A relação entre as experiências vivenciadas e os conteúdos
na paranoia
Recalque
Mas sem o recalque a normalidade
psíquica coloca-se vulnerável a um abismo desconhecido. Freud (1900-1901, p.635) irá falar do
recalque como: “recalcar” e “irromper” ou “penetrar”. Assim
estamos falando de uma lembrança guardada no mais profundo do inconsciente, que
pressiona para vir a tona através do pré-consciente para tornar-se consciente.
O recalque ou a resistência criada por ele causa o esquecimento, mas também é
responsável pelas dissociações que poderão se apresentar no funcionamento
psíquico. É certo que o inconsciente tece sua rede de ligações, que Lacan
(1999, p.152) irá falar de rede de significantes, em torno de impressões e representações,
que não foram dadas atenção, rejeitada ou que não foram elaboradas, sem
formação de vínculos. Freud (1900-1901 p.591) nos diz que “essas impressões e representações podem repetir grupos inteiros de
novas ligações, estabelecendo associações que possa servir de cobertura para
uma representação recalcada”.

Excerto de um conjunto de dados =>
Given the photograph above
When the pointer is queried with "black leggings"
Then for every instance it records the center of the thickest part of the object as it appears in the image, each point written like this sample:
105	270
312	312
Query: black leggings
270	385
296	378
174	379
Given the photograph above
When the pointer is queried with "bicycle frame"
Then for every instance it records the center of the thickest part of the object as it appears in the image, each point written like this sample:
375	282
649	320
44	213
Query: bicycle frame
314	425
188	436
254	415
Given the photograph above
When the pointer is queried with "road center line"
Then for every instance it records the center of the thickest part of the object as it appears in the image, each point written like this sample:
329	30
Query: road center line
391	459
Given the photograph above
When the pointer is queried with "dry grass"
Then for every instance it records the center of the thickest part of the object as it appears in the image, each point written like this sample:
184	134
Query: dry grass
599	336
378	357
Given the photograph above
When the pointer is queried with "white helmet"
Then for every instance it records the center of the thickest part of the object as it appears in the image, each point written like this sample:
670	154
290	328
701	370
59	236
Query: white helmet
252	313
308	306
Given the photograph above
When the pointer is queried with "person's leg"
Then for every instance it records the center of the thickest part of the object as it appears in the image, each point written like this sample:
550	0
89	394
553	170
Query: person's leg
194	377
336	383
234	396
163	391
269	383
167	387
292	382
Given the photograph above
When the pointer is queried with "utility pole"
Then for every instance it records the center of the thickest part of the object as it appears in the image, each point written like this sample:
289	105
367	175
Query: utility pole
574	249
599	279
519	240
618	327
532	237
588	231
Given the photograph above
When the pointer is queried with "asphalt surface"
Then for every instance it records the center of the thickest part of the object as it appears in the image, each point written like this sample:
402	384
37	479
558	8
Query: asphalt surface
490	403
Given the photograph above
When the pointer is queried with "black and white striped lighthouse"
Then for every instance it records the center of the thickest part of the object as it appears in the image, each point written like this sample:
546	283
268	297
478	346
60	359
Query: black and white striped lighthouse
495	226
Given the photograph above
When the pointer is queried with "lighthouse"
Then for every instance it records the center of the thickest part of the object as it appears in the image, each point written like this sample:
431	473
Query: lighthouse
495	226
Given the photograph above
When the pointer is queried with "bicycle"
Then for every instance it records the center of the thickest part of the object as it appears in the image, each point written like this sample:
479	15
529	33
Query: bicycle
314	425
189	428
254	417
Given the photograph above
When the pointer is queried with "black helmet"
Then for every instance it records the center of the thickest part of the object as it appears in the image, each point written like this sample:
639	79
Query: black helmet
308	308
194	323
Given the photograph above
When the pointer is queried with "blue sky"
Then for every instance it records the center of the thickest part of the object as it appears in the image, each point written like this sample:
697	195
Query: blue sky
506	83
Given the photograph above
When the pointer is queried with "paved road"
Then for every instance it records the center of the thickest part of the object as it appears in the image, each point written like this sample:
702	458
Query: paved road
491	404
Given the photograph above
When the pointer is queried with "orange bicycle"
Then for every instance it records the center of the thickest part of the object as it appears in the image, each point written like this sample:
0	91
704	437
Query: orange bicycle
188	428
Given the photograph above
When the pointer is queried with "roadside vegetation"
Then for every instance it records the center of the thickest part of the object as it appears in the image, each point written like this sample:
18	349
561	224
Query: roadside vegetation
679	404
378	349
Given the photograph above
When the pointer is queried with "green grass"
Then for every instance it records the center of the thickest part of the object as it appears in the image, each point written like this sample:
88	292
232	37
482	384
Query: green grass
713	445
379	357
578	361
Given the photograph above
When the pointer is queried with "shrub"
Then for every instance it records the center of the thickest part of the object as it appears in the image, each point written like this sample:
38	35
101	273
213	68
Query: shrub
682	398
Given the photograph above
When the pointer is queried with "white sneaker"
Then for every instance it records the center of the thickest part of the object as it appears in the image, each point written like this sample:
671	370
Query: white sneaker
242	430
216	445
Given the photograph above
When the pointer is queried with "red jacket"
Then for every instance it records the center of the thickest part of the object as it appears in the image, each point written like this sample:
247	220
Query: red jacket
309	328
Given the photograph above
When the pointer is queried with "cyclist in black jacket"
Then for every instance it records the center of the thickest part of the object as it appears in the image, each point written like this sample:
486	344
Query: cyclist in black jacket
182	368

Tarefas a realizar =>
A. No trecho sobre o recalque, que nome Lacan dá à rede de ligações tecida pelo inconsciente?
B. Resuma o trecho sobre o recalque em duas frases.
C. Prossiga com o trecho sobre o recalque a partir do ponto em que ele termina.
Os registros são um material à parte, independente do trecho sobre o recalque.

Tarefas resolvidas =>
A. Rede de significantes.

B. Com base em Freud, o recalque é apresentado como uma lembrança guardada no mais profundo do inconsciente, que pressiona para vir à tona através do pré-consciente e tornar-se consciente. O recalque, ou a resistência criada por ele, causa o esquecimento e também é responsável por dissociações no funcionamento psíquico, enquanto o inconsciente tece uma rede de ligações, chamada por Lacan de rede de significantes, em torno de impressões e representações não elaboradas.

C.
O recalque irá transformar essas
impressões, representações, desejos sexuais da infância e afetos que dão
desprazer, abandonados pelo pré-consciente, através de um investimento em uma
“nova” impressão, representação, proposta de desejo, inconsciente e o destino
final é a descarga motora, ou se houver uma possibilidade de subjetivação, a “revivificação alucinatória da identidade
perceptiva desejada” (Freud 1900-1901 p. 141).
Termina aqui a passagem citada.